● **EXCERPT PROVIDED**
╔══
Books of the Year, 2010

This year I followed Amy’s lead from last year and kept a log of the books I read. Apart from being a fun exercise, and making it easier to remember what I read and when, it gives me a natural opportunity to write a “best of the year” post.

So first, some statistics: this year’s haul included a total of 101 books fully read, plus about 20 more partially read but abandoned. (Not all because they were bad; some because I wasn’t in the mood, or whatever. And the worst of the lot were actually finished.) Of the fully read, there were 38 SF, 26 fantasy, 18 lit fic, 13 nonfiction; only 15 of them were re-reads. 6 were YA, 5 middle-grade. I would say that 30 of them were good enough to recommend, with the ones below especially noteworthy. There were plenty of mediocre ones, but only one terrible enough to make me want to claw my eyes out of my head. And I added two writers, Kazuo Ishiguro and Theodora Goss, to my list of “writers whose work I will read the moment it comes out,” an unusually good crop for the year.

And so: Twenty books worth reading and one worth setting on fire.


For the overall best thing I read this year, I would definitely have to go with Kazuo Ishiguro’s books. The hard part is choosing which. The Remains of the Day is amazing because almost nothing seems to happen – the entire plot is an aging butler in postwar England going on a road trip and thinking over his life – yet one simply cannot stop reading it, seeing further and further into his insular world. But his more recent Never Let Me Go is one of the best works of SF written in the past decade. I won’t explain its plot; this is one of the few books which works by letting you gradually uncover what it’s about, and the gradual discovery is part of the joy of reading it. But he’s grappled with a serious, hard-SF premise, blended seamlessly into his characters’ richly felt world. If you only pick one book to read off this list, I would pick one of these two.

My favorite new author (or at least, new novelist) for the year is N. K. Jemisin, with two books out, the first two of a fantasy trilogy: The Hundred Thousand Kingdoms and The Broken Kingdoms. I think she did a very good job of making the setting feel distinctly new and unusual. The stories are driven by a society which is monotheistic by virtue of having physically captured and enslaved all but one of its gods, which has tied that in with its political structure, and which is clearly held together by duct tape, chicken wire, and violence. And then (of course) things go wrong.

Several other authors had some great works which I encountered this year. Guy Gavriel Kay is a master of capturing the tragedy of the end of a golden moment in history; his new novel Under Heaven, set in China during the An Lushan rebellion, and his earlier The Lions of Al-Rassan, set in Spain on the eve of the Reconquista,* are both top-notch and worth the reads. Theodora Goss has a bunch of excellent new stories out this year, but my favorites were in her 2006 anthology In the Forest of Forgetting, which really made me fall in love with her writing. It ranges from slow, quiet fairy tales to vanishing professors, but the parts I liked the best were the stories most influenced by her upbringing in Hungary. I always look forward to her new releases. Shaun Tan has Tales from Outer Suburbia out, and I find his ability to mix writing with illustration fascinating. (His earlier The Arrival is simply extraordinary has doesn’t have a single word in it) Ian MacDonald’s new book, The Dervish House, is a bright and vivid picture of a near-future Istanbul, and has a great plot driving it. And in the categories of “people you’ve never heard of,” Hiroshi Sakurazaka’s All You Need is Kill is worth mention: not necessarily deep, but a great and fun read. Think “Groundhog Day” meets “Starship Troopers,” with a hint of “The Seven Samurai.”
╚══
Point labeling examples
╔══
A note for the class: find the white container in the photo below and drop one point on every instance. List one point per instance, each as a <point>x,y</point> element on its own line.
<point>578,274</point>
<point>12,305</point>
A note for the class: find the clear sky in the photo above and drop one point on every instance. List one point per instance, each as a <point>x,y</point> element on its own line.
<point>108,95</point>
╚══
● **SHORT PROBLEM A**
Translate this sentence from the books-of-the-year post into French: "I always look forward to her new releases."
● **SHORT PROBLEM B**
Transcribe the books-of-the-year post between "So first, some" and "setting on fire.", inclusive.
● **SHORT PROBLEM C**
According to the books-of-the-year post, how many of the fully read books were re-reads?

● **FULL SOLUTION A**
J'attends toujours ses nouvelles parutions avec impatience.

● **FULL SOLUTION B**
So first, some statistics: this year’s haul included a total of 101 books fully read, plus about 20 more partially read but abandoned. (Not all because they were bad; some because I wasn’t in the mood, or whatever. And the worst of the lot were actually finished.) Of the fully read, there were 38 SF, 26 fantasy, 18 lit fic, 13 nonfiction; only 15 of them were re-reads. 6 were YA, 5 middle-grade. I would say that 30 of them were good enough to recommend, with the ones below especially noteworthy. There were plenty of mediocre ones, but only one terrible enough to make me want to claw my eyes out of my head. And I added two writers, Kazuo Ishiguro and Theodora Goss, to my list of “writers whose work I will read the moment it comes out,” an unusually good crop for the year.

And so: Twenty books worth reading and one worth setting on fire.

● **FULL SOLUTION C**
15